▶ **EXERCISE DATA**
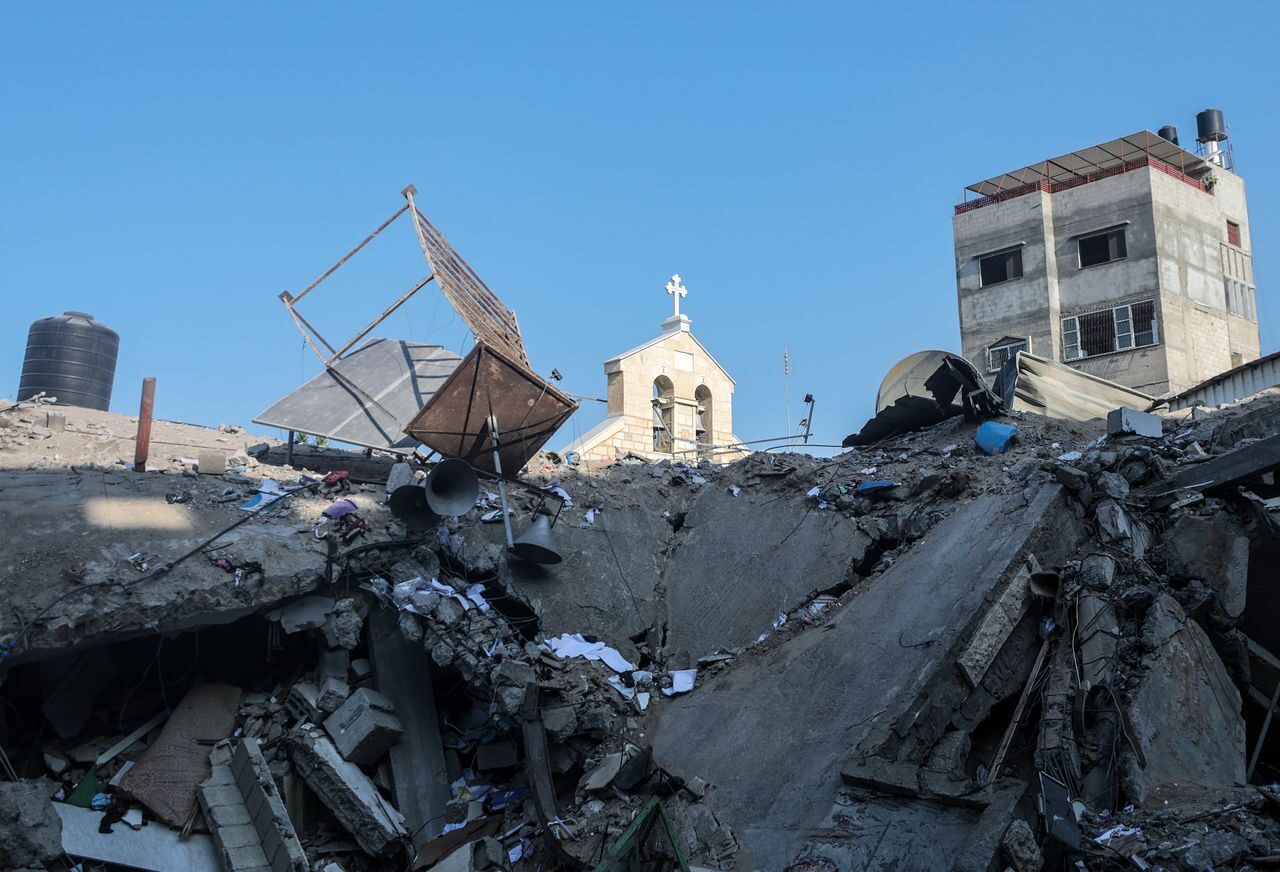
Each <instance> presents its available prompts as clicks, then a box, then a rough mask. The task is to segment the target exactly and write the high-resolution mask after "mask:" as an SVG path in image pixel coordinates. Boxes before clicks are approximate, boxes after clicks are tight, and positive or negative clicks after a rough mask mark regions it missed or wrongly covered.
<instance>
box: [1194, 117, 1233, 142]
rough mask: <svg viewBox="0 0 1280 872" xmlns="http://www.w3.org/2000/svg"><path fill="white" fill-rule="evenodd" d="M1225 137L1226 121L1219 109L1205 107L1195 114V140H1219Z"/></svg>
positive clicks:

▶ **PROBLEM TO WORK ON**
Leaving the pictures out, output each line of the listing exactly.

▶ **ANSWER SECTION**
Each <instance> presents its available prompts as clicks, then a box, then a rough mask. The task is to segment the target exactly and write the high-resolution mask after "mask:" as an SVG path in image pixel coordinates. Boxes before clicks are approximate, boxes after clicks are tight, and positive or negative clicks after a rough mask mark regions it missed or wrongly covered.
<instance>
box: [1194, 117, 1233, 142]
rough mask: <svg viewBox="0 0 1280 872" xmlns="http://www.w3.org/2000/svg"><path fill="white" fill-rule="evenodd" d="M1225 137L1226 121L1219 109L1205 107L1195 114V140H1219Z"/></svg>
positive clicks:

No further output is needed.